- **Consignes**
1 > Recopiez mot pour mot tout le passage de la critique, depuis « Les Demeures de l'Epouvante » jusqu'à « et aux mystères. ».
2 > Répondez aux questions suivantes d'après la critique.
(a) Qui a écrit la critique, et à quelle date ?
(b) Quel jeu sert de base à la recette proposée ?
(c) Dans quel univers le jeu se déroule-t-il ?
3 > Dressez la liste complète des tags associés à la critique.
::: Document source
Les Demeures de l'Epouvante
Jeux de société / Critique - écrit par Ryo, le 04/10/2011 (Tags : demeures epouvante application joueurs jeux avis pions
Prenez un Horreur à Arkham. Ajoutez lui une pincée de livre-dont-on-est-le-héros, un zeste de jeu de rôle et une larme de Resident Evil. Secouez bien le tout en prenant le meilleur de chacun des composants. Et vous obtenez Les Demeures de l’Épouvante : un jeu ultra scénarisé et immersif dans l'univers de Cthulhu qui fait la part belle aux histoires et aux mystères.
::::::
::: Données fournies
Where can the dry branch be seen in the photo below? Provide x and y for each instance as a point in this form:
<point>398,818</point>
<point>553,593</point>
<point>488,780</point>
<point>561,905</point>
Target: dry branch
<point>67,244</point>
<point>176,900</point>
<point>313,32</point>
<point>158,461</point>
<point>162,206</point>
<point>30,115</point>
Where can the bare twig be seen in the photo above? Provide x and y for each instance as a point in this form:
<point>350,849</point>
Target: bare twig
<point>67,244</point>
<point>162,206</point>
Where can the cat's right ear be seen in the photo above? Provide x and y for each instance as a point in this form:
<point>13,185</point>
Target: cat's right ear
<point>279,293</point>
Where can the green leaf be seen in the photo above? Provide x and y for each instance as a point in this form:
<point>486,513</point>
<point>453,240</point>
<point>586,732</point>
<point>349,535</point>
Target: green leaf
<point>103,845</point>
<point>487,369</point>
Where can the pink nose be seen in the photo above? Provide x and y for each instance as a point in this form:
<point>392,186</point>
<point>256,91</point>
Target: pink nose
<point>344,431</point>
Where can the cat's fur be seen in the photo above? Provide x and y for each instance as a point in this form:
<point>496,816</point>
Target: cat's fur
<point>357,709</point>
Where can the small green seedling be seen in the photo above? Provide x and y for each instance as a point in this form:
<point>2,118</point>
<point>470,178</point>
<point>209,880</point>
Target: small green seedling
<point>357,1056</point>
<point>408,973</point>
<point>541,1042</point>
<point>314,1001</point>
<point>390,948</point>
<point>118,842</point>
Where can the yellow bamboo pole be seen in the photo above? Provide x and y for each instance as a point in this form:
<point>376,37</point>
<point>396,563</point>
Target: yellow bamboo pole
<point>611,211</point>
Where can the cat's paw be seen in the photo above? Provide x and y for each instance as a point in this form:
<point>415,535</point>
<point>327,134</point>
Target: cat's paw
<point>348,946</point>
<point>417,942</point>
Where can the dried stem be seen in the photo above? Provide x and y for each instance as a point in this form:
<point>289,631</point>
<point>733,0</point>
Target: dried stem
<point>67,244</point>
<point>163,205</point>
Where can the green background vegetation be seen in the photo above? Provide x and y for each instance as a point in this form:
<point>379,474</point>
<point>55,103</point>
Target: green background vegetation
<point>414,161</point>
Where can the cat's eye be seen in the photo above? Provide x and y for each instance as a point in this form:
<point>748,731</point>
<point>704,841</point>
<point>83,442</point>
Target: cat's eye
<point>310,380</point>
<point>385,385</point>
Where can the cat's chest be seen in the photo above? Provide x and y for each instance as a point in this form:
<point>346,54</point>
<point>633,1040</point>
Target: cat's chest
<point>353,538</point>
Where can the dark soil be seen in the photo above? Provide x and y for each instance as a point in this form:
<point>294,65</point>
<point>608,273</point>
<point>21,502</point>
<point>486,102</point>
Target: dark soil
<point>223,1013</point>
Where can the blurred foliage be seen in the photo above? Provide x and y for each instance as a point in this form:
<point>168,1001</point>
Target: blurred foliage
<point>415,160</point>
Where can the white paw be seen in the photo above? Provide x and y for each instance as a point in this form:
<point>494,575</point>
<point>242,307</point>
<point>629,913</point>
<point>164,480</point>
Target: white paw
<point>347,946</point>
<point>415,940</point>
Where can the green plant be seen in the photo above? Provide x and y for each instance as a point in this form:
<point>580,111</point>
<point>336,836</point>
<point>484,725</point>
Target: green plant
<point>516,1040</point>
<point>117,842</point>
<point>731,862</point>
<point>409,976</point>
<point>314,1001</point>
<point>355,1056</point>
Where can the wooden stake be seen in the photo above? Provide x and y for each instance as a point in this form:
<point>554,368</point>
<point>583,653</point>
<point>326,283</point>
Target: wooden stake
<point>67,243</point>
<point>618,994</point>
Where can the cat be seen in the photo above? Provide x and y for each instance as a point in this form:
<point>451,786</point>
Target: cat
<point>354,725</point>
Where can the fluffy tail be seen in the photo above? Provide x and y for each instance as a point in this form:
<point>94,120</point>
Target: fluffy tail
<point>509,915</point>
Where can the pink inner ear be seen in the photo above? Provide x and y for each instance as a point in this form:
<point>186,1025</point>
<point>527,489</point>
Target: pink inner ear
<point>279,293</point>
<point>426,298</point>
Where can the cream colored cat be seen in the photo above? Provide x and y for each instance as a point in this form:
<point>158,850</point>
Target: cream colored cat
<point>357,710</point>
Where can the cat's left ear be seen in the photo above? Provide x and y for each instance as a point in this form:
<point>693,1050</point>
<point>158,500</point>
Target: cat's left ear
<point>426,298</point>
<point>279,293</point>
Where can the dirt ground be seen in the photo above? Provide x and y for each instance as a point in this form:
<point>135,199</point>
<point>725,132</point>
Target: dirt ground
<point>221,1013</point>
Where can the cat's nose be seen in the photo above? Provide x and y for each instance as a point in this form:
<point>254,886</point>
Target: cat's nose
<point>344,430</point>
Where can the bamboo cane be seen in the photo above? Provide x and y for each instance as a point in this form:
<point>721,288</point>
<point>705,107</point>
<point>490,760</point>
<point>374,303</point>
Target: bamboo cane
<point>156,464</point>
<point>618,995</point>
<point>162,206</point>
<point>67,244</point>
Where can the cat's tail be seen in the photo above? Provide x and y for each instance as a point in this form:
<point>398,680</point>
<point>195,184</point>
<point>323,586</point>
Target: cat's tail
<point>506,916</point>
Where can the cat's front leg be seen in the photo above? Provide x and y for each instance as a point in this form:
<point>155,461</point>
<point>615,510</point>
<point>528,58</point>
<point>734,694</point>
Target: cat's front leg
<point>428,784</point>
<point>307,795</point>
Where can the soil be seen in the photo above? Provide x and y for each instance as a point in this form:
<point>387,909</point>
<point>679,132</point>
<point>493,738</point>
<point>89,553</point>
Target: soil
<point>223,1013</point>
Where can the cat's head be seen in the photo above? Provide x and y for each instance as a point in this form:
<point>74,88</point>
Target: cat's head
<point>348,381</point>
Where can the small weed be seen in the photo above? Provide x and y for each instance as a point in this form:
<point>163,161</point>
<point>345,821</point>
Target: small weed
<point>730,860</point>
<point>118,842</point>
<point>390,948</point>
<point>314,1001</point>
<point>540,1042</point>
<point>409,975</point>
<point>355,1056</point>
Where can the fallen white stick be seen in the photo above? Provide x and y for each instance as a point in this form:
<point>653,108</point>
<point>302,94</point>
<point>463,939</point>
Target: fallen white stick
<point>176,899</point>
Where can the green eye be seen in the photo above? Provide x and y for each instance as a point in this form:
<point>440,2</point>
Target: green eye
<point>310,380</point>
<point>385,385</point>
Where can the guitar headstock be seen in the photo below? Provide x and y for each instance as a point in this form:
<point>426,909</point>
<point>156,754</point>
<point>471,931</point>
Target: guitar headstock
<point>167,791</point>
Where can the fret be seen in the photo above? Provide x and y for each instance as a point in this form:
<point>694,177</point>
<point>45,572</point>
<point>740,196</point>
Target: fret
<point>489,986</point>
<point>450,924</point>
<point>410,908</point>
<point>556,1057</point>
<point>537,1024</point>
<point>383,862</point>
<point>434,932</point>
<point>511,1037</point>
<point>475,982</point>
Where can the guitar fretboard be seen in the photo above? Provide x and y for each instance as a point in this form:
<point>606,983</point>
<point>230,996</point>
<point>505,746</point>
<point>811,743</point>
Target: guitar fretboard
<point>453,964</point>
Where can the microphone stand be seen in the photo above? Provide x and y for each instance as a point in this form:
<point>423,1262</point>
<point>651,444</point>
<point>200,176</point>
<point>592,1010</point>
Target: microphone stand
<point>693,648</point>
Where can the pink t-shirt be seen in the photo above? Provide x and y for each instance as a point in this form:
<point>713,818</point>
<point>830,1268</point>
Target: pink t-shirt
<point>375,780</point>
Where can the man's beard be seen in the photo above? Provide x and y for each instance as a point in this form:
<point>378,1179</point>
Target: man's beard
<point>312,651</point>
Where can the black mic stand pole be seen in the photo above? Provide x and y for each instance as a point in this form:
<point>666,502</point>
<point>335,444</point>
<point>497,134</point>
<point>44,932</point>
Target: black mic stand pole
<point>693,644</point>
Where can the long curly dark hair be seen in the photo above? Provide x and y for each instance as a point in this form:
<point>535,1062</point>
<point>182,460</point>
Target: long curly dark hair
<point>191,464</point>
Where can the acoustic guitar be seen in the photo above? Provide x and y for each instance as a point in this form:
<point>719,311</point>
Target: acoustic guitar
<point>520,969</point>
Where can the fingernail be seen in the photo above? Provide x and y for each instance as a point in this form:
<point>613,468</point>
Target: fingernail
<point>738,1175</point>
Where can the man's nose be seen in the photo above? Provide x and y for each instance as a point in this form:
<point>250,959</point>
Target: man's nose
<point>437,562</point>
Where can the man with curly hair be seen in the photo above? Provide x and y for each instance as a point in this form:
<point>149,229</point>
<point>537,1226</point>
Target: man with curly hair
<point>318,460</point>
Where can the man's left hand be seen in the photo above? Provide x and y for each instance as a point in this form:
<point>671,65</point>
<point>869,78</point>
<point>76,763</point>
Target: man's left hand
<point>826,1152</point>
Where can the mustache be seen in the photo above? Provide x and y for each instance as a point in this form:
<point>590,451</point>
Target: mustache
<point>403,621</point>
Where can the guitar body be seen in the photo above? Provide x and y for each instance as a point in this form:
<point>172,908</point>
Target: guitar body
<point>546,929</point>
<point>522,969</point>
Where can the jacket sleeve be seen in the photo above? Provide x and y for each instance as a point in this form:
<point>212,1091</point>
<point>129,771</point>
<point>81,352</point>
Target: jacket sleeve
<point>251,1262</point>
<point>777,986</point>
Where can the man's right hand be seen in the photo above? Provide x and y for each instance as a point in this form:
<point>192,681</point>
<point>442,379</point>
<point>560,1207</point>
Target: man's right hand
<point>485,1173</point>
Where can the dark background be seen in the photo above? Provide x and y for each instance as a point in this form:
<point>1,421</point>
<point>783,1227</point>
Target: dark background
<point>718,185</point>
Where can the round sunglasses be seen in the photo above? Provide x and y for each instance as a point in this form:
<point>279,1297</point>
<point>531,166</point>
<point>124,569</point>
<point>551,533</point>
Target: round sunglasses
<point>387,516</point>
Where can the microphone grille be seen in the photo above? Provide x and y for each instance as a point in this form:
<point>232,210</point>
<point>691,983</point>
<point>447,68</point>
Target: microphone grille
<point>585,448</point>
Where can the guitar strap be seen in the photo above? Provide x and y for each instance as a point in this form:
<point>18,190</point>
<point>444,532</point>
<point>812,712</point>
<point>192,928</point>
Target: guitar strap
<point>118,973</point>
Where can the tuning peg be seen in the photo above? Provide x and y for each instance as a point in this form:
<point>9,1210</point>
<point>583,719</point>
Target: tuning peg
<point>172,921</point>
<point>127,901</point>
::::::
- **Réponses par tâche**
1 >
Les Demeures de l'Epouvante
Jeux de société / Critique - écrit par Ryo, le 04/10/2011 (Tags : demeures epouvante application joueurs jeux avis pions
Prenez un Horreur à Arkham. Ajoutez lui une pincée de livre-dont-on-est-le-héros, un zeste de jeu de rôle et une larme de Resident Evil. Secouez bien le tout en prenant le meilleur de chacun des composants. Et vous obtenez Les Demeures de l’Épouvante : un jeu ultra scénarisé et immersif dans l'univers de Cthulhu qui fait la part belle aux histoires et aux mystères.

2 >
(a) Ryo, le 04/10/2011.
(b) Horreur à Arkham.
(c) L'univers de Cthulhu.

3 > demeures, epouvante, application, joueurs, jeux, avis, pions